Give back the line where "of the blue" appears and all the lines after it until the listing ends, unchanged and with nothing else.

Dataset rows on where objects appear
■ ■ ■ ■ ■

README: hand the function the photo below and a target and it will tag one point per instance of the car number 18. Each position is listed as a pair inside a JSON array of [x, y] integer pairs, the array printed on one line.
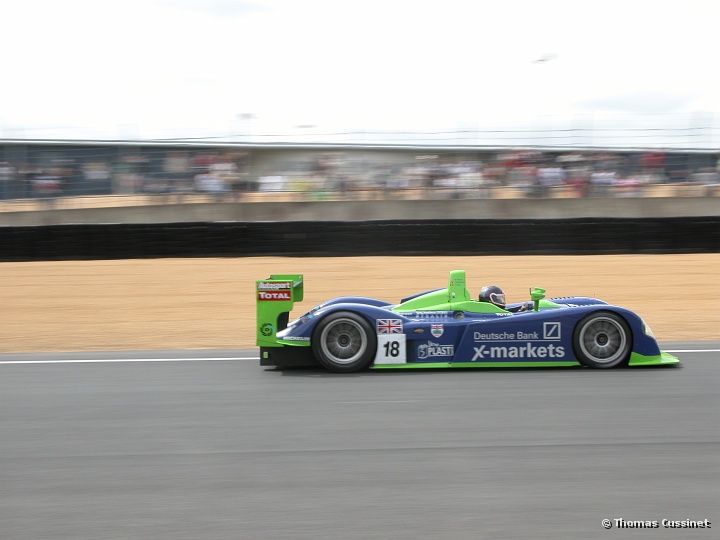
[[391, 349]]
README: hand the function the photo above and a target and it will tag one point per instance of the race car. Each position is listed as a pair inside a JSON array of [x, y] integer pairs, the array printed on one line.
[[447, 328]]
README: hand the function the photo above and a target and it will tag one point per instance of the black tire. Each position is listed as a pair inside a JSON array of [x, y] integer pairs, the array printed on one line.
[[602, 340], [344, 342]]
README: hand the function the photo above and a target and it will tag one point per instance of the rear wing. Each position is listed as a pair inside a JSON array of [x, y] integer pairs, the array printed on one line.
[[274, 298]]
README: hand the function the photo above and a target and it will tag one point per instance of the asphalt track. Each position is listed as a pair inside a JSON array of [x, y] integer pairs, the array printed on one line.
[[208, 445]]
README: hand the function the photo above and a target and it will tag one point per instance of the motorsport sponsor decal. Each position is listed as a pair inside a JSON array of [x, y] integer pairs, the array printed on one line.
[[433, 350], [528, 350], [274, 295], [274, 286], [389, 326], [429, 314], [550, 332], [267, 329]]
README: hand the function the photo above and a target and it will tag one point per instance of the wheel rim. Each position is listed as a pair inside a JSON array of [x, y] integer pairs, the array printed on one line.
[[603, 340], [343, 341]]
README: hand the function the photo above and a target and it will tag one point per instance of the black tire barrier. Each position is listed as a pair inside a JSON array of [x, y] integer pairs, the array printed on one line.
[[338, 239]]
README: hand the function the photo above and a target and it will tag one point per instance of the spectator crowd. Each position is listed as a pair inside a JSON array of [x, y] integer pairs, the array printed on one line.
[[228, 174]]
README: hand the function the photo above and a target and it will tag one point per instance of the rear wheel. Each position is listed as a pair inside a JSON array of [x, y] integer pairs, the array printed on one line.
[[344, 342], [602, 340]]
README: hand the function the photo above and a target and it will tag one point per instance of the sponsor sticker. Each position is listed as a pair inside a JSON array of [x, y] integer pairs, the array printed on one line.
[[274, 285], [435, 350], [389, 326], [524, 351], [267, 329], [274, 295]]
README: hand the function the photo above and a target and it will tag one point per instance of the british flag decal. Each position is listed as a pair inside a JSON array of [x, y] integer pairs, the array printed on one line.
[[389, 326]]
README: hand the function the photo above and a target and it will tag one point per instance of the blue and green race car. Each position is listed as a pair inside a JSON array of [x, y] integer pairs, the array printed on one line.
[[447, 328]]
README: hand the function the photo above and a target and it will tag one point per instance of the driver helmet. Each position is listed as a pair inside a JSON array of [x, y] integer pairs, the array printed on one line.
[[494, 295]]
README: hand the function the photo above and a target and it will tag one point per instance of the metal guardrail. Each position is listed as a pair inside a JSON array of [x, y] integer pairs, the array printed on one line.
[[361, 194]]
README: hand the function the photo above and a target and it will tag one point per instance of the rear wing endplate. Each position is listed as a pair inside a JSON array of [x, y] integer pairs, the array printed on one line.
[[274, 298]]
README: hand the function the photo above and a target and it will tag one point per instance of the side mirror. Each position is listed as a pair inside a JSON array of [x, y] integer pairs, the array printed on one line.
[[537, 294]]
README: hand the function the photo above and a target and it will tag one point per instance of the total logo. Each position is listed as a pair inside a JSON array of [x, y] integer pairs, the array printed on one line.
[[274, 295], [431, 349], [269, 285], [483, 352]]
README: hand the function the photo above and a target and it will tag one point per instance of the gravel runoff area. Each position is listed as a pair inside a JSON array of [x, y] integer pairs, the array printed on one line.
[[63, 306]]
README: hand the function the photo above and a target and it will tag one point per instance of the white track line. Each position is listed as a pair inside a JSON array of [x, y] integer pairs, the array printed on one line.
[[126, 360]]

■ ■ ■ ■ ■

- THE OUTPUT -
README: hand the function the photo above and a target and it will tag one point per instance of the blue and green race car. Each position is listed as a pair inside a JSON array of [x, y] integer pairs, the array printed on one line.
[[447, 328]]
README: hand the function the photo above and a target and it will tag one point per instance of the driver helmet. Each position is listed as a pair inside a JSON array of [x, y] integer pairs, the array printed on one line.
[[494, 295]]
README: hand the function the photo above and a target and it will tag one point per instance of the metal guardrail. Each position is listed as a pair inside a JSON array of [x, y] integer pairs, the array printed on one line.
[[361, 194]]
README: hand the function the photo above and a target and it will tag one point per instance of the rear wing endplate. Each position is listed as a pair inside a JSON array of [x, y] integer pairs, the array printed on one line.
[[274, 298]]
README: hand the function the photo above and a target and it will tag one point per instance of the side mirror. Each position is listed as a pair inside a JSON array of [x, y] integer pairs, the array printed on one line.
[[537, 294]]
README: hand the function the photo above and a target and it will tag one point per instance of the total logo. Each position is listed as a pair inside a JSON array of [x, y] integer pairs, the array printed on one line.
[[274, 295], [431, 349], [269, 285], [483, 352]]
README: hand the function the photo above and a target and it will tag one point per instance of the gravel runoff area. Each position is listed as a pair inside a JSON array of [x, y] integer pairs, the array printed on one line.
[[63, 306]]
README: hand the function the photo above and a target and it will tag one point per instance of the white track line. Each position is listed as a pair inside a JSON array of [x, y] integer pairs, the array printed on one line.
[[126, 360]]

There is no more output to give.